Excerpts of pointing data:

## start

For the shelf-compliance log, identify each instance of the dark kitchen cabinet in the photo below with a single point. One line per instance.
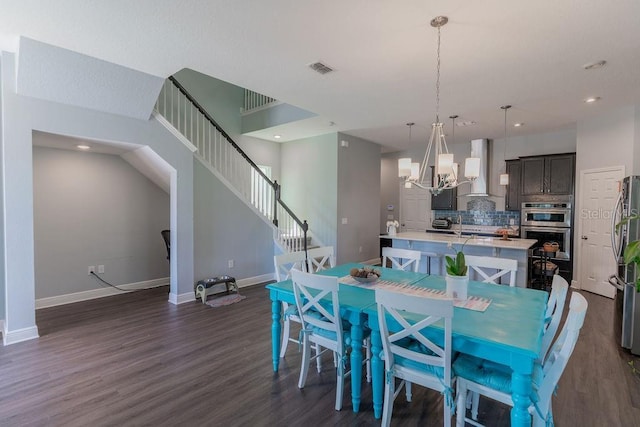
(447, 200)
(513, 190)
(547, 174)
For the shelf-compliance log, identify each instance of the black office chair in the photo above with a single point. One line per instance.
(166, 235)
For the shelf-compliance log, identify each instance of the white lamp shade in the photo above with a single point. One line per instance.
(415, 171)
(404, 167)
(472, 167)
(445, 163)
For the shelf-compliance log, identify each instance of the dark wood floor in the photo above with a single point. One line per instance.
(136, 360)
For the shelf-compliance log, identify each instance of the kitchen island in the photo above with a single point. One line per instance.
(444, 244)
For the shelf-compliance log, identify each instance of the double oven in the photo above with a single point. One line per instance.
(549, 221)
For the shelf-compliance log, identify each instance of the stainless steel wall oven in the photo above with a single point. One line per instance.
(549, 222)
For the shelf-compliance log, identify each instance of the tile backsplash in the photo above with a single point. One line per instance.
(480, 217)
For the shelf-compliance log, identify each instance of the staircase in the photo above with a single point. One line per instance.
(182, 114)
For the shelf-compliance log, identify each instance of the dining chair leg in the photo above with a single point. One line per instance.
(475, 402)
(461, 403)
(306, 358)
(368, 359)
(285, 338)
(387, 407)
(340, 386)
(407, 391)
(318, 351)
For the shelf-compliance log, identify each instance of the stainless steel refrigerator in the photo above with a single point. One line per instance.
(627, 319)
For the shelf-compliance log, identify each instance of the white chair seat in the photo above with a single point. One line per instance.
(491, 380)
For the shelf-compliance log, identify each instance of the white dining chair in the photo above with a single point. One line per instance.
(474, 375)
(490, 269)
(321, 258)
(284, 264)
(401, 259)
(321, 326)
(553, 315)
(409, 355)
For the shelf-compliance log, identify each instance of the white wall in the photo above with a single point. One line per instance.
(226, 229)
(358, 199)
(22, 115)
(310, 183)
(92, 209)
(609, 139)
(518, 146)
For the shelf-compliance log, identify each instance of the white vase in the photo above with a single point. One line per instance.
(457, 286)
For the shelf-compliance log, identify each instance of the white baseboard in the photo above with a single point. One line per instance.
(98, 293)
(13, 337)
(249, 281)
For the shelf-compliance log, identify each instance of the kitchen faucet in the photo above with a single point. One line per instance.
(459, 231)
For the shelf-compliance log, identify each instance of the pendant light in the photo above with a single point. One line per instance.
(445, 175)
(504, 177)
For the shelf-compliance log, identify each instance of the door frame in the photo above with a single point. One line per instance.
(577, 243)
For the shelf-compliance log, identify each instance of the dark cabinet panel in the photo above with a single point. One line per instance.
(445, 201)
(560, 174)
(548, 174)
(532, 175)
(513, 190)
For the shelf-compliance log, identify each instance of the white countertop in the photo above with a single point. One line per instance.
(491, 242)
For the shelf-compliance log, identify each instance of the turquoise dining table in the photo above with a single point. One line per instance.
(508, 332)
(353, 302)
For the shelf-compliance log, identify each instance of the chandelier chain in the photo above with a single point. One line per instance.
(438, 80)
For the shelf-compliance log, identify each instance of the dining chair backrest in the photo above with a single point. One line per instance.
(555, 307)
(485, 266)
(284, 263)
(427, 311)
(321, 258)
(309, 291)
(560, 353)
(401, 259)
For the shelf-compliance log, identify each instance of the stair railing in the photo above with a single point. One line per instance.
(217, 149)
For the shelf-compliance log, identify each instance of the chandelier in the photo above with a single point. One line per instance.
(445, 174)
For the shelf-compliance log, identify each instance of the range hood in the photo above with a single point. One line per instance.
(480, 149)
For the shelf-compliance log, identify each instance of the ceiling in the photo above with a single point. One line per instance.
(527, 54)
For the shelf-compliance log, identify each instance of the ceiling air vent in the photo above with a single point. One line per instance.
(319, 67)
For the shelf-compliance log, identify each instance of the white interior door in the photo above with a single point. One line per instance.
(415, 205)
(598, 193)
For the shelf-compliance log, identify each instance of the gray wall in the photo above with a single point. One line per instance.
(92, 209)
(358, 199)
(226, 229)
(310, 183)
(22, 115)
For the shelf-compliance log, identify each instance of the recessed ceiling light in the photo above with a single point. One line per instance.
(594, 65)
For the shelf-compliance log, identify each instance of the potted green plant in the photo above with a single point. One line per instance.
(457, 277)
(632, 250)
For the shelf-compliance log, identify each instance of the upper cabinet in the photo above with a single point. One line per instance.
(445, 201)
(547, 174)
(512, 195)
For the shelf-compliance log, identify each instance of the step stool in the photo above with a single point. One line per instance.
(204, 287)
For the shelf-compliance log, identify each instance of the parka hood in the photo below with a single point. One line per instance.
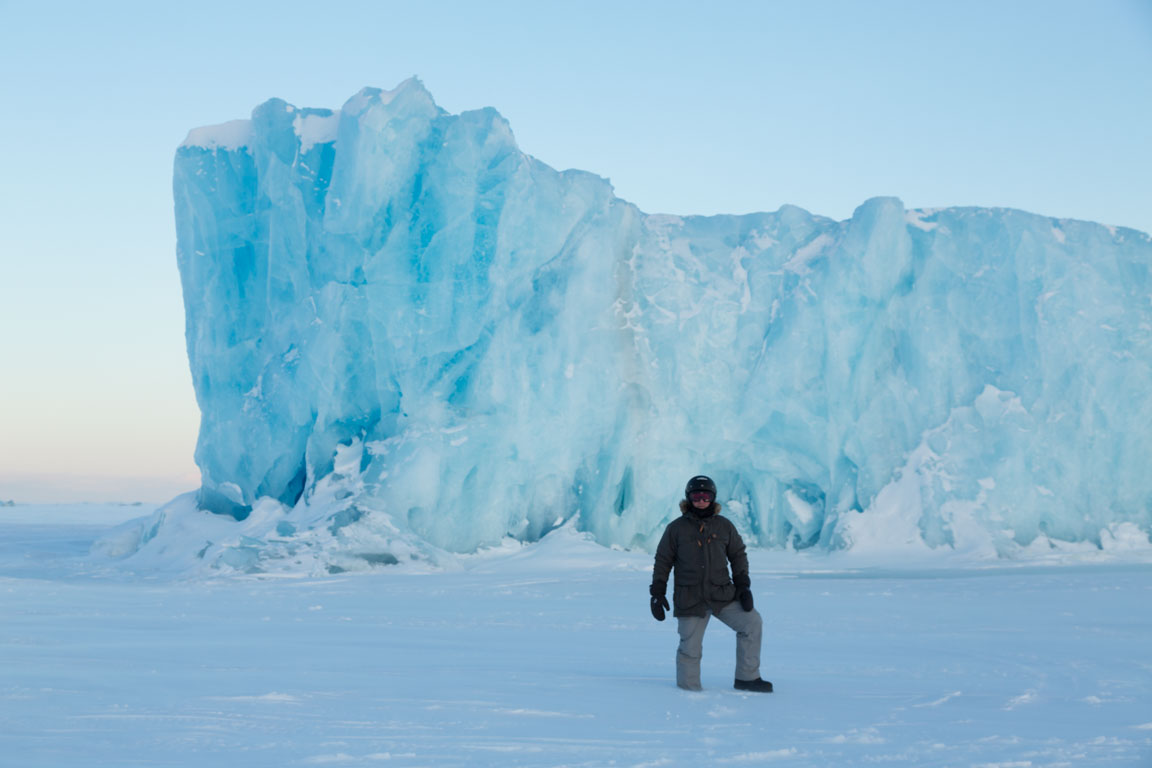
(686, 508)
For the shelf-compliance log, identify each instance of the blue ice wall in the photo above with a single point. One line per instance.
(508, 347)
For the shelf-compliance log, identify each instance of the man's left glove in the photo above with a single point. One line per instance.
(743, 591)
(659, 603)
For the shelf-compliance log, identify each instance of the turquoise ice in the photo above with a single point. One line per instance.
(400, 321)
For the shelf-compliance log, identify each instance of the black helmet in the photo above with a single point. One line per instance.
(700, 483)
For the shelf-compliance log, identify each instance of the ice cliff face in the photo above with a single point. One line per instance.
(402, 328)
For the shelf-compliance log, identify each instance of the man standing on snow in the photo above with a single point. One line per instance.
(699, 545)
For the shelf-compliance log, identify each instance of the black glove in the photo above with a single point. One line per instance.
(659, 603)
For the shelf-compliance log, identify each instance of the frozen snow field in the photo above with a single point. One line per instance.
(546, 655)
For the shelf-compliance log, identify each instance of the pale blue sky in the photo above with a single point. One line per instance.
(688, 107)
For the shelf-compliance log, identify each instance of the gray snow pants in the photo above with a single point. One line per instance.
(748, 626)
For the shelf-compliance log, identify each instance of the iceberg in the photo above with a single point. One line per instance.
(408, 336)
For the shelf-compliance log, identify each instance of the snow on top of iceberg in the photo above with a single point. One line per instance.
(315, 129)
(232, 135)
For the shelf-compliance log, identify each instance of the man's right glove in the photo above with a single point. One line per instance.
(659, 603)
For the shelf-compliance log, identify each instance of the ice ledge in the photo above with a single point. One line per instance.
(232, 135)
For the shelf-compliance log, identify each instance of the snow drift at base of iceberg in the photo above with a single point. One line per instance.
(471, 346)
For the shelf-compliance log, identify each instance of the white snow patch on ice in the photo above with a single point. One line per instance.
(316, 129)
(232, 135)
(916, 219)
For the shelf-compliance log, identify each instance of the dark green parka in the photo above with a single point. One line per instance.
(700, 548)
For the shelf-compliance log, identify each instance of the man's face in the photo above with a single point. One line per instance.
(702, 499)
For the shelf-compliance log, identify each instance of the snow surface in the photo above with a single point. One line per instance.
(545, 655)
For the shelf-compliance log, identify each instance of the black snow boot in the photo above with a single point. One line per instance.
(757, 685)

## end
## start

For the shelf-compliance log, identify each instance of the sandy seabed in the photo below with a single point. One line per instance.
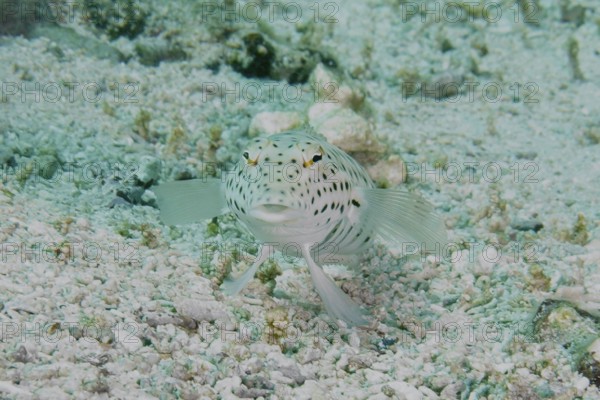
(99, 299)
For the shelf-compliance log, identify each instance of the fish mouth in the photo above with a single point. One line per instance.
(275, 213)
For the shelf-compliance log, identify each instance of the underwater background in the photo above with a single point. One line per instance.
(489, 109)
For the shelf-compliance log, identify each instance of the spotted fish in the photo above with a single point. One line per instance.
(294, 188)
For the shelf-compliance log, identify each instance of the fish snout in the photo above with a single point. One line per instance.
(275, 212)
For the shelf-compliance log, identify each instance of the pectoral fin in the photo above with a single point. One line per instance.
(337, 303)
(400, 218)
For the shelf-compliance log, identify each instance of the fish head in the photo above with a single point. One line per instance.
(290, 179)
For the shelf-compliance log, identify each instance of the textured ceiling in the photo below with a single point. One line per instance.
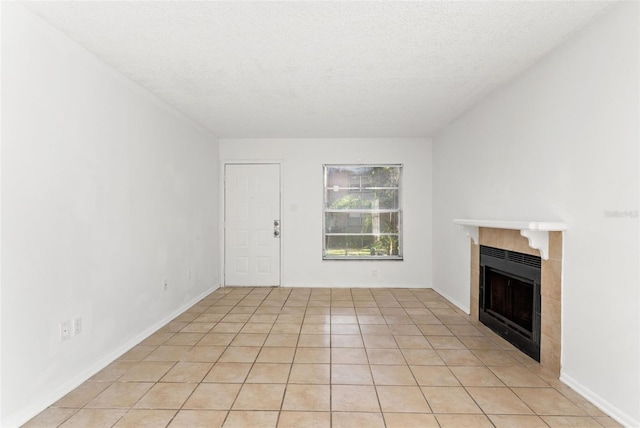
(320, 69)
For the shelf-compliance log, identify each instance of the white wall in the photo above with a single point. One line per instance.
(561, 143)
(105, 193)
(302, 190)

## end

* **Exercise instructions**: Show every line of the records that contains the word "oven", copying each one in full.

* **Exercise output**:
For the shelf-compliance log, identify each instance of the double oven in the photo above with a single point. One line per instance.
For the shelf-compliance log, identify each instance of the stainless steel wall oven in the photo above with a single point. One line per instance.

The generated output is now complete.